> WHAT IS REQUIRED
Search the data for "queried" and copy every matching line.

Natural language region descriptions
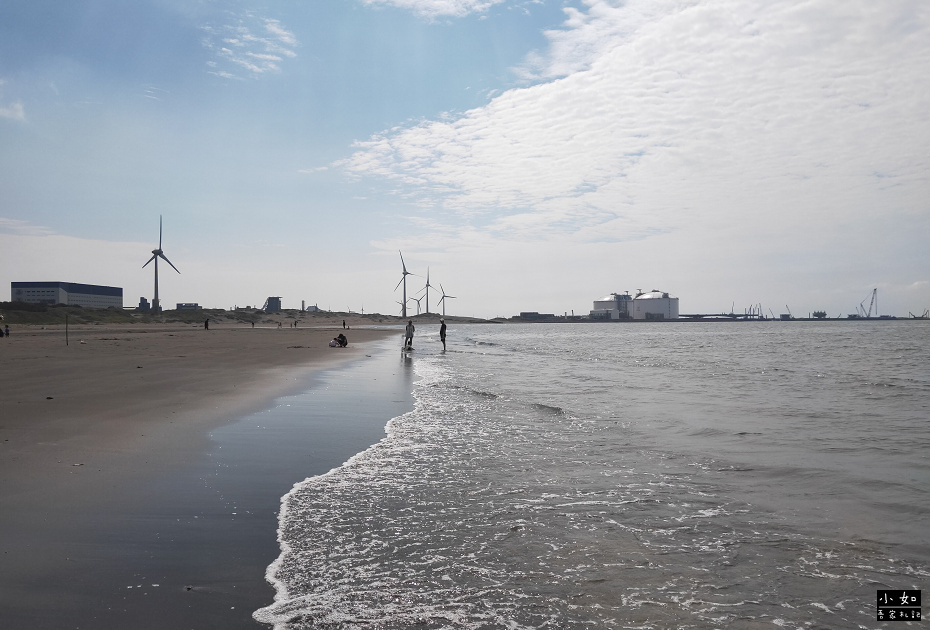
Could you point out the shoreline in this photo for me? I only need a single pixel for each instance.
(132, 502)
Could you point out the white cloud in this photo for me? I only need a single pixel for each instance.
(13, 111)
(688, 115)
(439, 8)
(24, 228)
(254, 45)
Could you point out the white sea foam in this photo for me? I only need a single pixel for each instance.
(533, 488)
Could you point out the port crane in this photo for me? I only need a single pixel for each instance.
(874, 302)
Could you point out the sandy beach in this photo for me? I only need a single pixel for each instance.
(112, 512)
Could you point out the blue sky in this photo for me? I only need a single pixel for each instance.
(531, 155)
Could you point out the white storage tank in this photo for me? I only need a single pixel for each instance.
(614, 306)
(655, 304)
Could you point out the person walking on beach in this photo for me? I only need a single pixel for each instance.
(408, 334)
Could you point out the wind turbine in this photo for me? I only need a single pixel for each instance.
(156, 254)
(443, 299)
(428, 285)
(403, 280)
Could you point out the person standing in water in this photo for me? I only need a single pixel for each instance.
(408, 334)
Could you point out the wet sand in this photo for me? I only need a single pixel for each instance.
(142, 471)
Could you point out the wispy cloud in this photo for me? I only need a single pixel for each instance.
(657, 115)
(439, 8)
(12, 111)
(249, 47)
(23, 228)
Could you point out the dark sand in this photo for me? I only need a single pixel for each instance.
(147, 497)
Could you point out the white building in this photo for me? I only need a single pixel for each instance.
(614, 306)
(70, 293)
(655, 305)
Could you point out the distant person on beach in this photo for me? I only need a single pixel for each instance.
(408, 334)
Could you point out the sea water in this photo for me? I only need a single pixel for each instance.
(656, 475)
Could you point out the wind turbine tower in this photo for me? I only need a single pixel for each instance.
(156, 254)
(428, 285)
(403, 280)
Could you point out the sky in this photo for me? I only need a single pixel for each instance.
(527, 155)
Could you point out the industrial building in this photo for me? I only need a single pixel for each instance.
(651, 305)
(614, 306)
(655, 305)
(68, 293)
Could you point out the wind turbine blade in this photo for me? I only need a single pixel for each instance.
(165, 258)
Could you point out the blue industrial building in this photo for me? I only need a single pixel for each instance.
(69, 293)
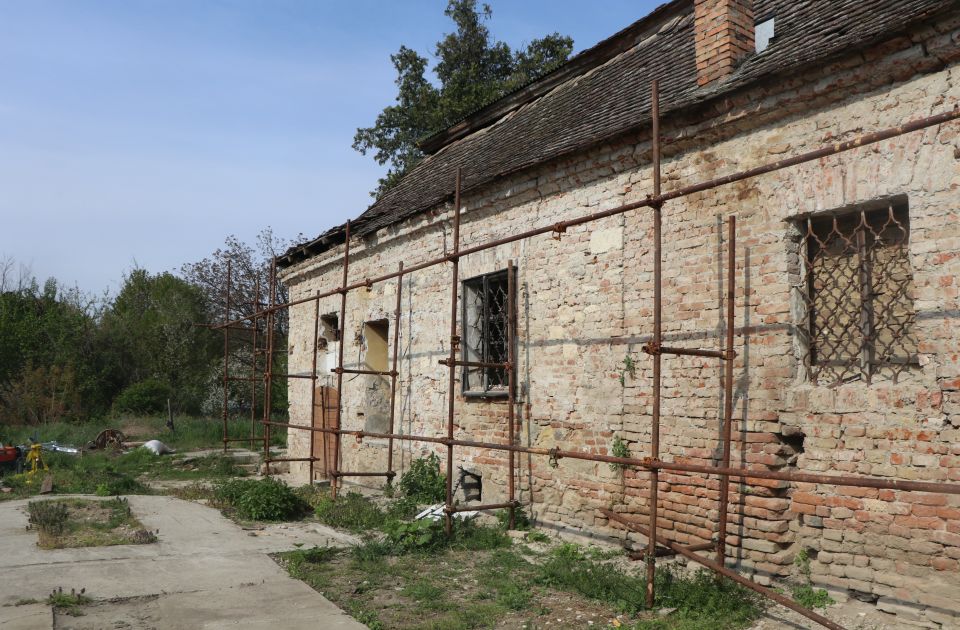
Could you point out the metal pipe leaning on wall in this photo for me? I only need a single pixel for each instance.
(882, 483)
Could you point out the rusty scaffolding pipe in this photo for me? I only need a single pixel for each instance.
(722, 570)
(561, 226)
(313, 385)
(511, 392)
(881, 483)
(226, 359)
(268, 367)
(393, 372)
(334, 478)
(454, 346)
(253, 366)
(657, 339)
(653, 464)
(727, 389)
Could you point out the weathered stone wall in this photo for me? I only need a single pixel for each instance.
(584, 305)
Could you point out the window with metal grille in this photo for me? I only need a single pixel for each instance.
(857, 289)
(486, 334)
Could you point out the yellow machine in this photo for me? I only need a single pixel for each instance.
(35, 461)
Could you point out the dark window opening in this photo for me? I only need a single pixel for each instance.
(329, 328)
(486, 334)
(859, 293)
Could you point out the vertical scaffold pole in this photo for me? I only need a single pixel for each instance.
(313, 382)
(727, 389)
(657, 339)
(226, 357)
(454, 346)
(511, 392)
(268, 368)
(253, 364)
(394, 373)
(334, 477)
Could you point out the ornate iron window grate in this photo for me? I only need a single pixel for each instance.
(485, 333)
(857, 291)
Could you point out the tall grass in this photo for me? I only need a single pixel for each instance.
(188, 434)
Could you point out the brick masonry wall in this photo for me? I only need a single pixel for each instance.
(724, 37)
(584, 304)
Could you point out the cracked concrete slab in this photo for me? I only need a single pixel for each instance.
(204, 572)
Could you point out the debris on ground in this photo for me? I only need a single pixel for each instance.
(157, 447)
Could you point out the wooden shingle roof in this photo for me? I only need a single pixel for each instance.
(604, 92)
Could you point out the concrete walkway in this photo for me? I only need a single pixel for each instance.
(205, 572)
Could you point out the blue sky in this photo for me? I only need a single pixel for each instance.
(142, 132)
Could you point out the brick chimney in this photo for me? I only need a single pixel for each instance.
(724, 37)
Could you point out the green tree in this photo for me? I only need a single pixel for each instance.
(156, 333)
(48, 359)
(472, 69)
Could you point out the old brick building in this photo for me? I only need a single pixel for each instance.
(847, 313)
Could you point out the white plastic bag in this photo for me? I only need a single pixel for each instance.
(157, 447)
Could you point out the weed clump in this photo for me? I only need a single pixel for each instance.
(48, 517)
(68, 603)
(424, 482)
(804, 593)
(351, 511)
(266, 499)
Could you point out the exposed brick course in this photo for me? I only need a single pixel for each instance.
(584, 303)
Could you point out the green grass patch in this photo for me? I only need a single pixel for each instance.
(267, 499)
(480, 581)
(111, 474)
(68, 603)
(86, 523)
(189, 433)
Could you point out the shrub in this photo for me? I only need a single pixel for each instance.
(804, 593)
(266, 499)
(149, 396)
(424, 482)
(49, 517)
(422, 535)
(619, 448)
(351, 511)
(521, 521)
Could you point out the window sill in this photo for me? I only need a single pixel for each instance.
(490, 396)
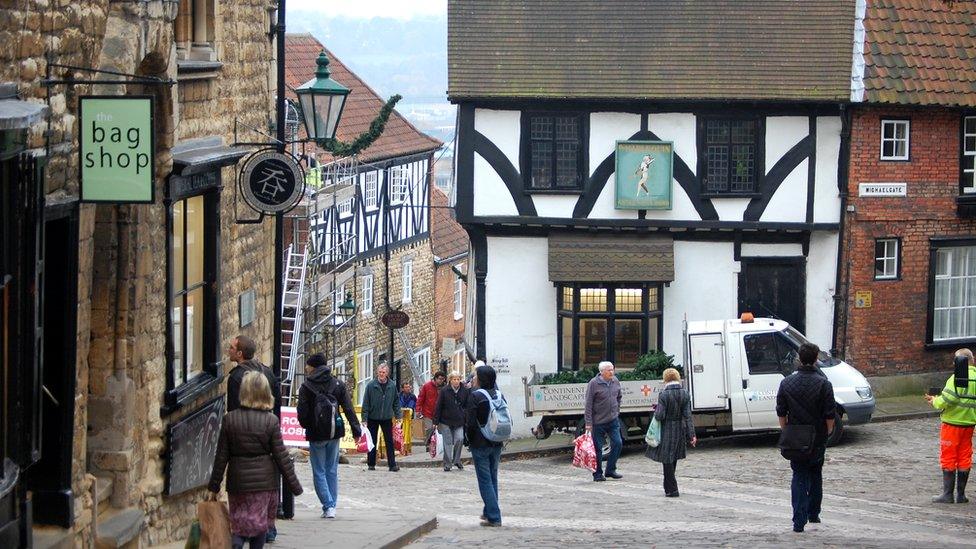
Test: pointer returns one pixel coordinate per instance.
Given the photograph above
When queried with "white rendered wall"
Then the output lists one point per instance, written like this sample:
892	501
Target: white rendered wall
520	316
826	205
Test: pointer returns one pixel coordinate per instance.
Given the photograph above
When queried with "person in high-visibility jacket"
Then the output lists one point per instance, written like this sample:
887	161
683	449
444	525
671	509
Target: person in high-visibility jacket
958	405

> EXERCISE RESPONSE
When queried with "white rendered wall"
When queried with "person in high-visibility jacket"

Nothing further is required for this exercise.